Step 1.1. For each VST\( _{k} \in VST \), SLDP sorts all the T(k) DataNodes in each VST\( _{k} \) according to the IOPS performance parameter of them (line 3 in Algorithm 1), for main applications served by SLDP are data-intensive computing and the I/O resources are the most important resource. As a result, we can get VST\( _k^* \), which is the collection of the DataNodes in VST\( _{k} \) ordered by IOPS. Where, \( dn_{k,l} \) is the DataNode with l -th highest IOPS and in the k -th highest comprehensive performances tier of the whole Hadoop cluster.

Step 1.2. The total storage space of each VST\( _{k}^* \), denoted by \( S_{k} \), is accumulated by all disk space size of the DataNodes in this tier (line 4 in Algorithm 1), so that, SLDP can determined the data blocks collection that will be stored in it according to \( S_{k} \).

figure d

Step 2. SLDP sorts the hotness of all data blocks and calculates the replica factor of each data block according to Eq. (8) through Algorithm 2.

# Challenges
1. From the passage on SLDP data placement, give again the stretch from "Step 1.2. The total" through "Eq. (8) through Algorithm 2.".
2. Answer these questions using the passage on SLDP data placement.
(a) In Step 1.1, by what performance parameter does SLDP sort the DataNodes in each tier?
(b) In Step 1.2, how is the total storage space of each tier obtained?
(c) In Step 2, according to which equation is the replica factor of each data block calculated?

# Rows
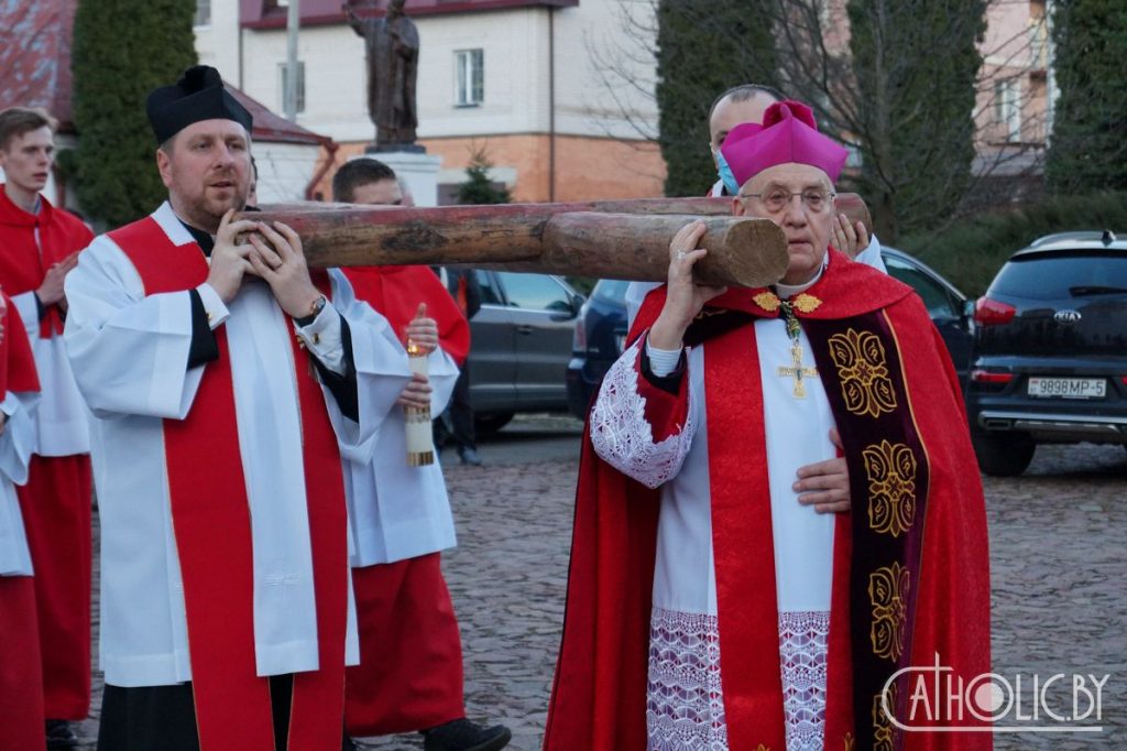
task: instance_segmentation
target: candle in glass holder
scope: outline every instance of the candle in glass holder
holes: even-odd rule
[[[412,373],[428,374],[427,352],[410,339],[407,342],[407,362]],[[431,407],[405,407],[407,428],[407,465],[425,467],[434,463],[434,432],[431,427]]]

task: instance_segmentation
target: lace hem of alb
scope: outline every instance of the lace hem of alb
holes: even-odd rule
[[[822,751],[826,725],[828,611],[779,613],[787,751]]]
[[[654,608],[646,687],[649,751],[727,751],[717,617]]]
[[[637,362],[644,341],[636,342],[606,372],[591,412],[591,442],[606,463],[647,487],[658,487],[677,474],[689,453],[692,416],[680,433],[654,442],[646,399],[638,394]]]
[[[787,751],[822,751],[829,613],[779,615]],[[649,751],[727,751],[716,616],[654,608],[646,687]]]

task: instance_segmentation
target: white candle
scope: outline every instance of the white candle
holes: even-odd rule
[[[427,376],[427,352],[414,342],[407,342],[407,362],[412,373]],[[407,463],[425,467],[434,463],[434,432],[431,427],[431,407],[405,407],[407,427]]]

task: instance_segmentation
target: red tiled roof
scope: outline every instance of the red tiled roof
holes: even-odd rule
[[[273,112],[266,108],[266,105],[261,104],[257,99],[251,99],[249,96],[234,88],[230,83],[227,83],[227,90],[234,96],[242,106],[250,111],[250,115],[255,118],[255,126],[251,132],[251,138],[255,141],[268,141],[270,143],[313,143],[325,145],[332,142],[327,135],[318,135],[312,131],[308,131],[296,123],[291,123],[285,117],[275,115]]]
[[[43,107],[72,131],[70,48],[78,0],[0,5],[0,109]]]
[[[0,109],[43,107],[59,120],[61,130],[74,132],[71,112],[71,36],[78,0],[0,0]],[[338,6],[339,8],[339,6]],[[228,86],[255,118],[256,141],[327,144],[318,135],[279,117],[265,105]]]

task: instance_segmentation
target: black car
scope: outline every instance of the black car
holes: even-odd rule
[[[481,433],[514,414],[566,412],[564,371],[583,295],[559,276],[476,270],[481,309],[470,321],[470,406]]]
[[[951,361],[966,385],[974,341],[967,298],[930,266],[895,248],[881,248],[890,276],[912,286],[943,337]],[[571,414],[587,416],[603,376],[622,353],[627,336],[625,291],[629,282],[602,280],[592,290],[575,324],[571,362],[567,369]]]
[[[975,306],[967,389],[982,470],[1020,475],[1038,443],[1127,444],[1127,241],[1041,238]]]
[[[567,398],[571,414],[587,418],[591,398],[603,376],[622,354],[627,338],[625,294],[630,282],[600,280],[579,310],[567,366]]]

# Task solutions
1.
Step 1.2. The total storage space of each VST\( _{k}^* \), denoted by \( S_{k} \), is accumulated by all disk space size of the DataNodes in this tier (line 4 in Algorithm 1), so that, SLDP can determined the data blocks collection that will be stored in it according to \( S_{k} \).

figure d

Step 2. SLDP sorts the hotness of all data blocks and calculates the replica factor of each data block according to Eq. (8) through Algorithm 2.

2.
(a) IOPS.
(b) It is accumulated from the disk space size of all the DataNodes in that tier.
(c) Eq. (8).